(Entries from a pointing dataset)
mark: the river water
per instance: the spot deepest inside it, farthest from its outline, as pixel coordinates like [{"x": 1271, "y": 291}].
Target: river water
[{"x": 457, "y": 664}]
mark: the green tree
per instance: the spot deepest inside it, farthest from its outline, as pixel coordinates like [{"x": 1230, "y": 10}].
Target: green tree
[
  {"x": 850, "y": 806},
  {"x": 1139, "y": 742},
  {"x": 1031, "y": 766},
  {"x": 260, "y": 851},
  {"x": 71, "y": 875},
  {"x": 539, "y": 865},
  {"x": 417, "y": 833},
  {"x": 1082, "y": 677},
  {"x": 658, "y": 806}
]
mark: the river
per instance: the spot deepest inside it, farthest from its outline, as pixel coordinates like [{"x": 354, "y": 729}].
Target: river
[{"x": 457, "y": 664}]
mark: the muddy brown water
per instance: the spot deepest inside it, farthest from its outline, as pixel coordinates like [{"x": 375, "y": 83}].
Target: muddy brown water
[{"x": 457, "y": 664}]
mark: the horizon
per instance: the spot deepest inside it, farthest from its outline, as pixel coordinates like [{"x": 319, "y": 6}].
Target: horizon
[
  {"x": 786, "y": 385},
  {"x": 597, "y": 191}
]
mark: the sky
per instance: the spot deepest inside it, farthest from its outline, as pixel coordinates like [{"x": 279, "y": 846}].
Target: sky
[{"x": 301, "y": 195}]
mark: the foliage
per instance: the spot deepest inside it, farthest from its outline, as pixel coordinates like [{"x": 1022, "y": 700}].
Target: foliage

OBJECTIVE:
Go through the records above and set each one down exactly, please.

ANSWER TO THE PROBLEM:
mark: the river water
per instance: the spot deepest inside it, farthest from its outline, as pixel coordinates like [{"x": 1271, "y": 291}].
Target: river water
[{"x": 457, "y": 664}]
mark: the green tree
per instance: the spot deepest inside it, farthest from its outline, as pixel coordinates like [{"x": 1230, "y": 10}].
Target: green tree
[
  {"x": 850, "y": 806},
  {"x": 1139, "y": 742},
  {"x": 1031, "y": 766},
  {"x": 260, "y": 851},
  {"x": 71, "y": 875},
  {"x": 539, "y": 865},
  {"x": 417, "y": 833},
  {"x": 1082, "y": 677},
  {"x": 658, "y": 806}
]
mark: the river
per instance: the spot deepest inside it, farthest from its outline, as pixel coordinates like [{"x": 354, "y": 729}].
Target: river
[{"x": 457, "y": 664}]
mark: the muddy brown water
per instance: the spot deepest inside it, farthest from its outline, as pixel coordinates like [{"x": 375, "y": 83}].
Target: muddy brown water
[{"x": 457, "y": 664}]
mark: the horizon
per instance: the spot deepest inside it, farthest from its outline, as pixel coordinates like [{"x": 319, "y": 6}].
Target: horizon
[
  {"x": 786, "y": 385},
  {"x": 597, "y": 191}
]
mark: the sky
per instance: the spot deepest inside it, farthest from its outline, as pixel coordinates like [{"x": 279, "y": 846}].
Target: sky
[{"x": 301, "y": 195}]
mark: the foliage
per instance: the spot deepest inside it, farthest from its outline, as pixel coordinates like [{"x": 1022, "y": 700}].
Target: foliage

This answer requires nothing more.